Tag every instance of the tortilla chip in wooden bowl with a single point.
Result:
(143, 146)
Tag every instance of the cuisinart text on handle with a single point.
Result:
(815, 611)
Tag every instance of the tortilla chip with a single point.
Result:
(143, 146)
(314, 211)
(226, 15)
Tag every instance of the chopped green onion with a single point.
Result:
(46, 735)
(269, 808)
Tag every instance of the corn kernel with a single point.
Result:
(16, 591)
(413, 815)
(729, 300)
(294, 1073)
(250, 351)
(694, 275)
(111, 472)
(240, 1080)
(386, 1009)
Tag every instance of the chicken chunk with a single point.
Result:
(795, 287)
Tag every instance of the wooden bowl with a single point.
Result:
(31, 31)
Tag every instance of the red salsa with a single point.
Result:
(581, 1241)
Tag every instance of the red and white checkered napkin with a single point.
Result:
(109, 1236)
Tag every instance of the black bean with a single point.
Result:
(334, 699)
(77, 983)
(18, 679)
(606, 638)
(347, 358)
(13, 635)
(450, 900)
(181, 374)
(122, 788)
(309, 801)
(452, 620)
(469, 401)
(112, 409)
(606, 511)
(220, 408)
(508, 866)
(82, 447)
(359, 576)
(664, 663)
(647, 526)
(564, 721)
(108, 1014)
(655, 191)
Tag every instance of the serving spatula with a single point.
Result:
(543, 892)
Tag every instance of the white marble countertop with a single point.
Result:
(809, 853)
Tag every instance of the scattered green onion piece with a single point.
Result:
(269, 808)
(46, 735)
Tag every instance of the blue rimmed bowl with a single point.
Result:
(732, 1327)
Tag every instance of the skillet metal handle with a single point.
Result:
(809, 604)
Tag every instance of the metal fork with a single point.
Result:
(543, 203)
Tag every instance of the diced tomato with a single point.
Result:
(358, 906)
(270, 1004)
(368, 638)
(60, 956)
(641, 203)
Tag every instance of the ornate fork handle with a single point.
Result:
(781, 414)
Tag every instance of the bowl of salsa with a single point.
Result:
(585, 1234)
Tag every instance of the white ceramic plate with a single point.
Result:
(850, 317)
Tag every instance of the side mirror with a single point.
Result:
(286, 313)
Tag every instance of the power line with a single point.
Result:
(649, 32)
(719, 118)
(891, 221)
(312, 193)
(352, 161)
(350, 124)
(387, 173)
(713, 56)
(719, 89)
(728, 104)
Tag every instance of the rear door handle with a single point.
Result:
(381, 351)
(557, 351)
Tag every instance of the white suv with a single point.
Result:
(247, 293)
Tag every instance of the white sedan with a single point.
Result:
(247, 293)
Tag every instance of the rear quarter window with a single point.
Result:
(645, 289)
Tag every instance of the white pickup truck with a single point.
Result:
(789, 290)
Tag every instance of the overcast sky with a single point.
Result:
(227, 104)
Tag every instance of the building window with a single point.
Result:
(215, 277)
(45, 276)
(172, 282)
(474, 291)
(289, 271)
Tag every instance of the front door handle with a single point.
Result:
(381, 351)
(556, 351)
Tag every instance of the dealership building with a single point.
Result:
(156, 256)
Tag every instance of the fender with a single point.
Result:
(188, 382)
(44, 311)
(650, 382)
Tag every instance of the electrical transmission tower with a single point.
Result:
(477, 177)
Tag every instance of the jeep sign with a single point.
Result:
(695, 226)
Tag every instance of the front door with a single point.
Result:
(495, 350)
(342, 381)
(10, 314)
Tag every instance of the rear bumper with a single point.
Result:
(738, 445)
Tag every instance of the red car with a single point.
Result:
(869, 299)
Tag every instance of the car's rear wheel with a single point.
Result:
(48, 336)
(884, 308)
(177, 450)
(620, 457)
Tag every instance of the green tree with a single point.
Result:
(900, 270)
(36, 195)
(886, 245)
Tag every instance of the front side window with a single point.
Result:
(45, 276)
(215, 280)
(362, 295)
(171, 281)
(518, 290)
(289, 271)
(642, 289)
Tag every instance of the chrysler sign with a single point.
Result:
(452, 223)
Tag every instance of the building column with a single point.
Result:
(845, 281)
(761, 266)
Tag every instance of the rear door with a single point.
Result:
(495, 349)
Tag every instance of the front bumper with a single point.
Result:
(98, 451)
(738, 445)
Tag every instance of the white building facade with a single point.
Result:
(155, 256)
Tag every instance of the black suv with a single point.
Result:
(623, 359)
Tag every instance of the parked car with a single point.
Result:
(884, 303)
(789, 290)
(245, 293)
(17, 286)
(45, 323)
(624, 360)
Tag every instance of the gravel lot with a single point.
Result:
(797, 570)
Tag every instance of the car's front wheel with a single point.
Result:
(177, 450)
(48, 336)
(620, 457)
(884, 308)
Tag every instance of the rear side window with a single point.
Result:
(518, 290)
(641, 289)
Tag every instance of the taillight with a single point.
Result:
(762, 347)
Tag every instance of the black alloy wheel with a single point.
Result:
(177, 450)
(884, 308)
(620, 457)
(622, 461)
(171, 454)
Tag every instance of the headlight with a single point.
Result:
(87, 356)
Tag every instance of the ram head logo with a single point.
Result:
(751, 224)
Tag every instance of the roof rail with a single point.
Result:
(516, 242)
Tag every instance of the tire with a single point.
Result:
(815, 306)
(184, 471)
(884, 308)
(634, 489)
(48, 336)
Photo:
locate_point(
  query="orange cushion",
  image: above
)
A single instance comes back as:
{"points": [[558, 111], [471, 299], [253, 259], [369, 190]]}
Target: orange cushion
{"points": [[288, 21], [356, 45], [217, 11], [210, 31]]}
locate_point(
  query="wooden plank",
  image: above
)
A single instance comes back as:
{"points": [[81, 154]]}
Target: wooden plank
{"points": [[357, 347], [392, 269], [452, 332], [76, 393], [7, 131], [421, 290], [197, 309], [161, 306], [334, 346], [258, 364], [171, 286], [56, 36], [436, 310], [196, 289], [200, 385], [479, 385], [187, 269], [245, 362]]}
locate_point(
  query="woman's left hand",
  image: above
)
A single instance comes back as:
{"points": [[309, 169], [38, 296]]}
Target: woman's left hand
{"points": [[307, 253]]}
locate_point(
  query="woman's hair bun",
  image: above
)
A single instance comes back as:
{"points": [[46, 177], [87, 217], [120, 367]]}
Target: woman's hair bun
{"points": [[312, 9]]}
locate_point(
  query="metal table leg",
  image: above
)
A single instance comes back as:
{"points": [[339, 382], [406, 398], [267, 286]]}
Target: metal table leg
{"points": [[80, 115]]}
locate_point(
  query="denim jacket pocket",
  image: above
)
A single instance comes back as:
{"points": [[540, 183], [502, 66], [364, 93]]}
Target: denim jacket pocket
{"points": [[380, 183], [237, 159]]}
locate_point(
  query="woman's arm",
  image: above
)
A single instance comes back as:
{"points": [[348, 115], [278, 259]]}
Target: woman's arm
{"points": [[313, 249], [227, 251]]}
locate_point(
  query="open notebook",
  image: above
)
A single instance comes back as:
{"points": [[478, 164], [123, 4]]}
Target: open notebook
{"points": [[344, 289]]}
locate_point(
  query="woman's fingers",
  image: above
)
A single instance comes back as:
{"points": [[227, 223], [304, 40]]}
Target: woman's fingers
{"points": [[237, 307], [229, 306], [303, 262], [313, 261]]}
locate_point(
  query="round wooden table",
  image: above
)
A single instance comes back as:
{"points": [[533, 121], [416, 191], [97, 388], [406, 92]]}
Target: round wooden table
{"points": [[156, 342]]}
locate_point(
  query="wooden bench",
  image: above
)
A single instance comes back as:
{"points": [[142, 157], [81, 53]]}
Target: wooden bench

◆ Task item ◆
From the data above, give the number of lines that hold "window", without anything else.

◆ Exercise output ◆
4